## [KUTIPAN]
'''

Tuesday, September 23, 2014

ETIKA, NORMA DAN HUKUM DALAM PRAKTEK AKUNTANSI


ETIKA
Pengertian Etika
Etika (ethics) menurut pengertian yang sebenarnya adalah filsafat tentang moral. Jadi, etika merupakan ilmu yang membahas dan mengkaji  nilai dan norma moral. Etika merupakan refleksi kritis dan rasional mengenai (a) nilai dan norma yang menyangkut bagaimana manusia, sebagai manusia, harus hidup baik, dan (b) masalah-masalah kehidupan manusia dengan mendasarkan pada nilai dan norma-norma moral yang umum diterima.
Etika dalam pengertian yang lebih luas adalah keseluruhan norma dan penilaian yang dipergunakan oleh masyarakat untuk mengetahui bagaimana manusia seharusnya menjalankan kehidupannya.
Etika dalam pengertian yang lebih sempit, sering diacu sebagai seperangkat nilai atau prinsip moral yang berfungsi sebagai panduan untuk berbuat, bertindak, atau berperilaku.

'''

## [INFORMASI YANG DIEKSTRAK]
'''

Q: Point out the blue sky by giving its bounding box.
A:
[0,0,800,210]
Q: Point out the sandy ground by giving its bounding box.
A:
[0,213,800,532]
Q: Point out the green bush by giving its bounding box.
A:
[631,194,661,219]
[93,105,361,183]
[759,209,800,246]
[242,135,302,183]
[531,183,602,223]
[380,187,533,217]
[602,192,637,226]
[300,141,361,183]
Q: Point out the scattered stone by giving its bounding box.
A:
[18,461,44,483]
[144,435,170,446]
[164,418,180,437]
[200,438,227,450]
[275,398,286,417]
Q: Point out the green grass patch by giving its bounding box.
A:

'''
'''

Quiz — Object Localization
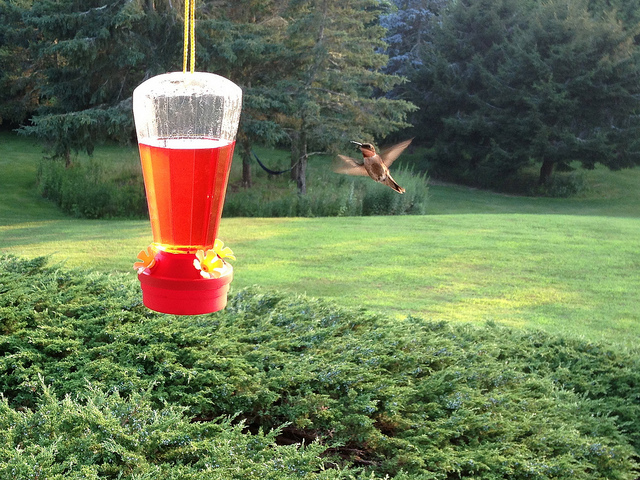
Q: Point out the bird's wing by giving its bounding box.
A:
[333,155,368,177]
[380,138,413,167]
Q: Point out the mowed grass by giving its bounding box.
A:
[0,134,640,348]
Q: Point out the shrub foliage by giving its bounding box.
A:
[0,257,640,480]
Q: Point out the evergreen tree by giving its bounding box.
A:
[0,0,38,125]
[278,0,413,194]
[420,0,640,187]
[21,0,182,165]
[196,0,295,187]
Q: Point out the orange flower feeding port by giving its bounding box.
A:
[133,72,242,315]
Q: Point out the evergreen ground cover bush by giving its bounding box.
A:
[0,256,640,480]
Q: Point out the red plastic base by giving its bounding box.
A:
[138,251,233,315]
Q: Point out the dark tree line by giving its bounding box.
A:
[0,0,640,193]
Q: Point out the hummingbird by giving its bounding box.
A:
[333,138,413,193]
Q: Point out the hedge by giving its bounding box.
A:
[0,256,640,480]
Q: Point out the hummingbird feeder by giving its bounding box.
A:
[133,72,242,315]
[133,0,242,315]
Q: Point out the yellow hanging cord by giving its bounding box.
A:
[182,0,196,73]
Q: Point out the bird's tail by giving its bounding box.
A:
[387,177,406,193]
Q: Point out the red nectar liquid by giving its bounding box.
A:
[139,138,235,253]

'''

## [TUGAS LATIHAN]
Tolong teruskan kutipan tentang etika, norma, dan hukum dalam praktik akuntansi, mulai setelah kalimat terakhirnya.

## [JAWABAN]
Jadi, dapat disimpulkan bahwa etika berkaitan dengan bagaimana manusia menjalankan kehidupannya, dan menaruh perhatian pada bagaimana (berperilaku untuk) mencapai kehidupan yang baik dan lebih baik.
Fungsi Etika
1.      Sarana untuk memperoleh orientasi kritis berhadapan dengan pelbagai moralitas yang membingungkan.
2.      Etika ingin menampilkanketrampilan intelektual yaitu ketrampilan untuk berargumentasi secara rasional dan kritis.
3.      Orientasi etis ini diperlukan dalam mengabil sikap yang wajar dalam suasana pluralisme

Peranan Etika dalam Profesi Akuntansi
Profesi akuntansi mengandung karakteristik pokok suatu profesi, diantaranya adalah jasa yang sangat penting bagi masyarakat, pengabdian bangsa kepada masyarakat, dan komitmen moral yang tinggi.
Masyarakat menuntut untuk memperoleh jasa para akuntan dengan standar kualitas yang tinggi, dan menuntut mereka untuk bersedia mengorbankan diri. Itulah sebabnya profesi akuntansi menetapkan standar teknis atau standar etika yang harus dijadikan sebagai panduan oleh para akuntan, utamanya yang secara resmi menjadi anggota profesi, dalam melaksanakan tugas-tugas profesionalnya.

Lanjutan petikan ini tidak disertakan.